**Passage given:**
Private lenders should be allowed to continue to operate. They should not receive any favorable tax treatment or loans from the government for doing so however.
As to the other point of this topic. The federal government should not subsidize college education at all as it offers few if any positive externalities, certainly relative to public education through high school. Almost all of the benefits of attending a college are attained by the individual alone and not distributed to the greater community. Therefore the decisions to attend a college and how to pay for it should be privately made. If a state wishes to subsidize college education for prestige related effects (we have a great public university! come to it!), they can, but I am not sure how wise economically this would be. Given people's migratory patterns now, the community or state they attend college in is even less likely than the country as a whole to benefit.
One potential downside of such student loans from the federal government is that they are not excluded in bankruptcies and any and all collection tactics can be used to collect them the moment they come due (much like an IRS debt). Most people can avoid this by having a job and paying regularly. Not everyone is so fortunate upon college graduation. Still, the cost is roughly comparable to either an expensive car or a house payment. The distortions provided by tax breaks on housing purchases (or the interest involved) make those purchases more expensive, just as they will continue to do with college education. Get the government's price supports out of the picture and the cost of (most) colleges will have to decrease, making private loans more manageable anyway.
I would recommend instead of greater federal loans and grants for this that we consider alternative methods of paying for college rather than fixed payments. Perhaps the student should consider paying the university a fixed percentage of income for a period of time after graduation until a desirable sum is accumulated to compensate them for the education they provided or a suitably long amount of time has passed (to avoid people who might be perversely incentivized by such a system to take a lower paying job for a long period of time).
Jared, WAKE UP! With student loans coming ONLY from the government, students will be TOLD what field they can study in. This is akin to Communism!
I just don't understand why you, of all people, have bought all this socialist garbage hook, line and sinker . . .

**Problem requirements:** Extend the discussion of federal student loans and college funding, picking up after its final sentence. The items that follow are not required for this work.

Stored entries
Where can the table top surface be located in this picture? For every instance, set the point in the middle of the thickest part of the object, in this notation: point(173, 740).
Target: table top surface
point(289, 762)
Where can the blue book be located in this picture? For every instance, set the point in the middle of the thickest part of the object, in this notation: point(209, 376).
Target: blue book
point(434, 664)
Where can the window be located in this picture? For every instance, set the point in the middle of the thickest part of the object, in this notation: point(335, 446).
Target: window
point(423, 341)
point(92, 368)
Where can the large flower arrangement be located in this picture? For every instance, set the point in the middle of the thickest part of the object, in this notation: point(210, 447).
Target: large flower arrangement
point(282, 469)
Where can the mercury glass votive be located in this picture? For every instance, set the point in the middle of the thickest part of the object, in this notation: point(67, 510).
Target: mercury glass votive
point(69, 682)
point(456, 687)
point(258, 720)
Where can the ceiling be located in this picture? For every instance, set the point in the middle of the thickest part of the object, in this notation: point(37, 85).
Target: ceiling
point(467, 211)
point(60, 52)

**Result for this exercise:**
Like the public option, government should get into the education loan business, or else private business will dictate who can and can't go to school, and they will be the ones preventing Americans getting an education, which works to their benefit because the longer a person has the loan out and a low paying job, the longer they pay interest on the loan, and the more profit those companies make.
Consider health care. A common problem the GOP has been arguing is that we don't have enough doctors to insure 30 million extra people, but to me that doesnt sound like a future problem, that sounds like a current problem, because it illustrates our incapability as a nation to handle a problem currently. What if a plague broke out and those 30 million uninsured couldn't get the help because of the shoratge of doctors?
What the government can do is offer low cost loans to students. Students can get their education and the government will have more educated people in the field. Need more doctors, more students who are put off by the costs of med school can finally go… and the benefit to the nation?
Not only will the government collect on these loans, the increased income from the educated will equal increased taxes, meaning the government will collect on these people over a life time, and that these people will be contributing to the benefit of society for a lifetime…
Statistically speaking, a college education does not provide "increased income". People who are already in a high income expectation for lifetime earnings go to college because it is expected of them immediately by parents and their social peers. Very few people go to college and graduate actually increased their earnings potential by going.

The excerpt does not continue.